Data provided -
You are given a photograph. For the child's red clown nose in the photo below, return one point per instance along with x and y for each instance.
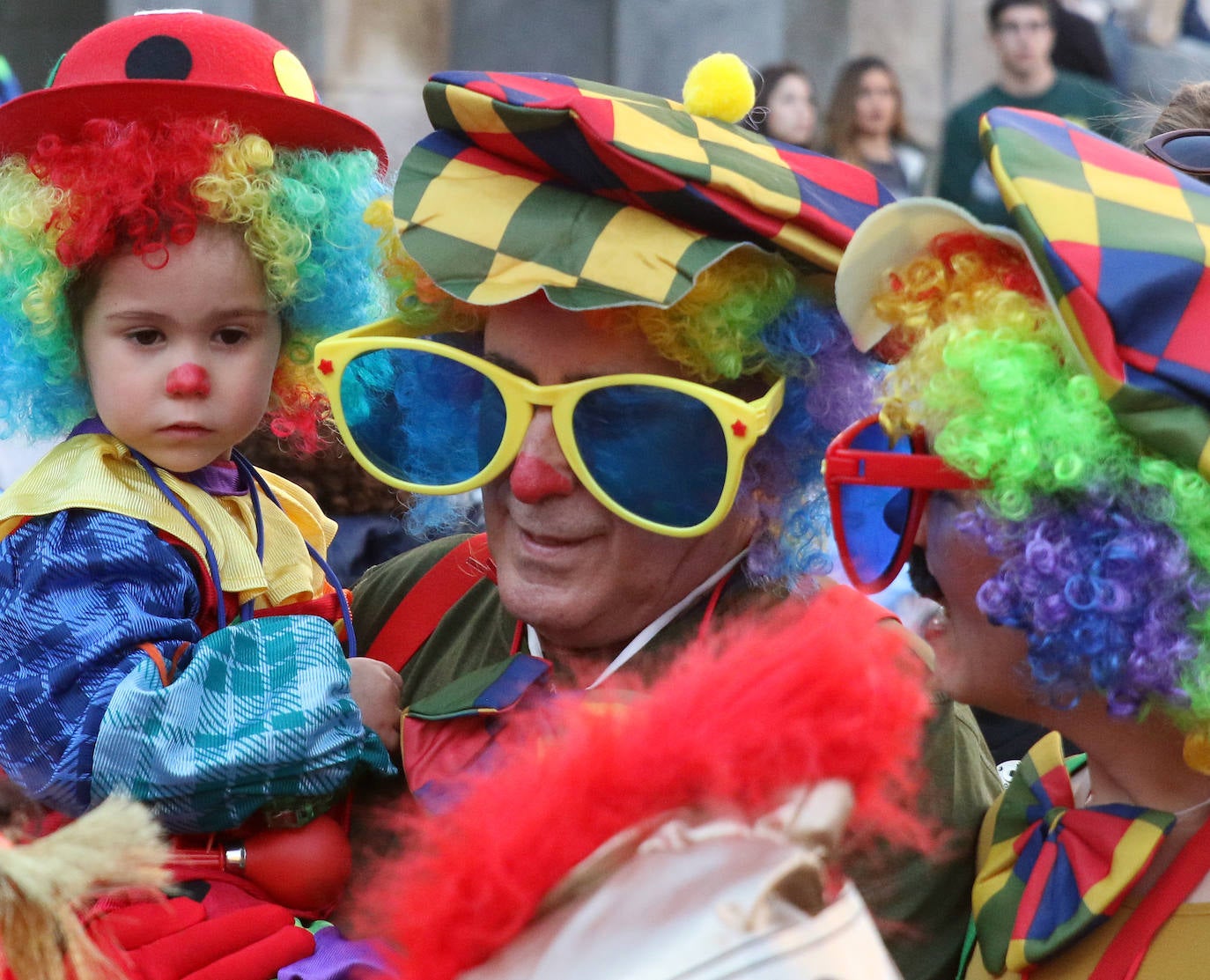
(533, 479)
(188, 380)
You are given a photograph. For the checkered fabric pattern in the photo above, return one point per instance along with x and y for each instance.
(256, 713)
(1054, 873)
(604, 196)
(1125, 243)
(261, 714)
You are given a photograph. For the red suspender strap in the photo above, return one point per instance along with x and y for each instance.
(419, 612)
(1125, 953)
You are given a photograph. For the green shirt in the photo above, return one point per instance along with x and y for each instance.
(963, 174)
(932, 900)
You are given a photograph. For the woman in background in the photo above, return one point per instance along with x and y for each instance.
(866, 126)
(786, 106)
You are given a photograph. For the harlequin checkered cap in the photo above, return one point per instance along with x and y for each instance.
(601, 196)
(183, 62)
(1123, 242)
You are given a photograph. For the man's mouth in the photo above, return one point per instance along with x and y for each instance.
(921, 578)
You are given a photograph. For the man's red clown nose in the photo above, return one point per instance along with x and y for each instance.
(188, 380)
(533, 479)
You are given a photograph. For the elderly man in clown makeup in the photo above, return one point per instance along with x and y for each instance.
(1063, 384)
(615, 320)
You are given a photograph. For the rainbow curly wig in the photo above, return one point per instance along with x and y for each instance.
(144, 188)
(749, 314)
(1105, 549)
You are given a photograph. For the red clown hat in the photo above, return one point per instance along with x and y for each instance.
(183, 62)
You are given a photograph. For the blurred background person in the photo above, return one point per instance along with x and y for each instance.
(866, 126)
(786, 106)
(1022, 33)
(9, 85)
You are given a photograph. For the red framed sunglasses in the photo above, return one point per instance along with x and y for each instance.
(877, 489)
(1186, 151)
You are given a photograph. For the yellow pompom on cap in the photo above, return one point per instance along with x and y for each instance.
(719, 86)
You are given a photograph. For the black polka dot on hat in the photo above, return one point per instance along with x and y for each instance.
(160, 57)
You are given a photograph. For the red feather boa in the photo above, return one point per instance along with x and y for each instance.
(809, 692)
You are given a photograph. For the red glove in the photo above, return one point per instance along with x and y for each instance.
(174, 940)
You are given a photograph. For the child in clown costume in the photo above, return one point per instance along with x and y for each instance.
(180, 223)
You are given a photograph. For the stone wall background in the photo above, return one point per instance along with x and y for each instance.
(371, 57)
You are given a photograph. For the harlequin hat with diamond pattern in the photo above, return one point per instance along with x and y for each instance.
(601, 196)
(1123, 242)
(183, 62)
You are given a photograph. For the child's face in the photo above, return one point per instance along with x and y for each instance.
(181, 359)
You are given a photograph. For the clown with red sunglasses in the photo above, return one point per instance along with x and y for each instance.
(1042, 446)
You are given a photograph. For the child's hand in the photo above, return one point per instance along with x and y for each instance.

* * *

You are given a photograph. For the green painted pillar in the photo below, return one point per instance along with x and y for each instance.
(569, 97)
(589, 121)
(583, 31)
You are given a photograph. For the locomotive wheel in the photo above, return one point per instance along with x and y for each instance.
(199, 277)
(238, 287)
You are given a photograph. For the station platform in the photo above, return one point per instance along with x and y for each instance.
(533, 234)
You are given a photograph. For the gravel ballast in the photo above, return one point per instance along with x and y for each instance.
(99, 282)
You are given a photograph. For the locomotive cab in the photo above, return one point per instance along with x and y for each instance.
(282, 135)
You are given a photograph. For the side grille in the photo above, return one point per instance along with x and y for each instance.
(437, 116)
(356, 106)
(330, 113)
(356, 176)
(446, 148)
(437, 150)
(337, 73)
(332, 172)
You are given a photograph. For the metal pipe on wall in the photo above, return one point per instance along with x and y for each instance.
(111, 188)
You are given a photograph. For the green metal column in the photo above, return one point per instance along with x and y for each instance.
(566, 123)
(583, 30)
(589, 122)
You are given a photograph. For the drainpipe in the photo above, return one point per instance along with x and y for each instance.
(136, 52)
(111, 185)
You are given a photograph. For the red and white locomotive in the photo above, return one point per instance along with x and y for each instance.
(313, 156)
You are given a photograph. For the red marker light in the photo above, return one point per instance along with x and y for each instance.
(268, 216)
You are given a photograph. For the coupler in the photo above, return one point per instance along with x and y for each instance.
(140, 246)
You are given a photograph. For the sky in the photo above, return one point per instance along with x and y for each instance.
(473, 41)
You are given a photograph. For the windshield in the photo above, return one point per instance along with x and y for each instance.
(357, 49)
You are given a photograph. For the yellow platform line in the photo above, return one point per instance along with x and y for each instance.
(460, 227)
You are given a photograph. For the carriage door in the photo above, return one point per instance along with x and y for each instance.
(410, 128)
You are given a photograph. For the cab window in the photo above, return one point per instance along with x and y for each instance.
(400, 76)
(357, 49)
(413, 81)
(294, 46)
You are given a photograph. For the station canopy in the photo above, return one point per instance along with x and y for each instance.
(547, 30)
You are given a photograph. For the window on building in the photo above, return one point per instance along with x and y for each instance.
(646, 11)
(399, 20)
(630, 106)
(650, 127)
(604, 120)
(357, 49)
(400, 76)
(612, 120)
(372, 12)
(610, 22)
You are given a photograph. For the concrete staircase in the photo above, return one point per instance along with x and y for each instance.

--

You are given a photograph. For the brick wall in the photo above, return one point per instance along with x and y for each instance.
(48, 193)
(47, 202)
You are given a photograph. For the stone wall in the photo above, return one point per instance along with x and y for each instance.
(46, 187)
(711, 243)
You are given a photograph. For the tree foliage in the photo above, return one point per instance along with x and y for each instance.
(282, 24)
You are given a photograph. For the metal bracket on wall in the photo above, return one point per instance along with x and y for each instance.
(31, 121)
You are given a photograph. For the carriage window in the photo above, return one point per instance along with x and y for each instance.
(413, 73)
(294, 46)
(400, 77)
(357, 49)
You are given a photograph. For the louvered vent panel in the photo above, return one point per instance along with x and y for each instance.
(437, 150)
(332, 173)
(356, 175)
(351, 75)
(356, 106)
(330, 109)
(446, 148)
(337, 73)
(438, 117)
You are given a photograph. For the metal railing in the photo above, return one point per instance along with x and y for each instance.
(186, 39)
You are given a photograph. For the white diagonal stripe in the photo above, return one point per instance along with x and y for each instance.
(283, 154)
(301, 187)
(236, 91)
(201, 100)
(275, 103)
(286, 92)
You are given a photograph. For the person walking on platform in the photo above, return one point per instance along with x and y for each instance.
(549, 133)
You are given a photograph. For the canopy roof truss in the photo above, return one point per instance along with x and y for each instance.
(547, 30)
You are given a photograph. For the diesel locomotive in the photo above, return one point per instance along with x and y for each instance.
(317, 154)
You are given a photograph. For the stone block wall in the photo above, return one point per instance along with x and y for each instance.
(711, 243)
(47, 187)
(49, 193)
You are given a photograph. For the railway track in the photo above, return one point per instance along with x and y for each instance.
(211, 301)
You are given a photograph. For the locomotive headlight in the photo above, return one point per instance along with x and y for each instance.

Written instruction -
Count the lines in the items above that contain the word "pattern". Reply with only that number.

Completed exercise -
2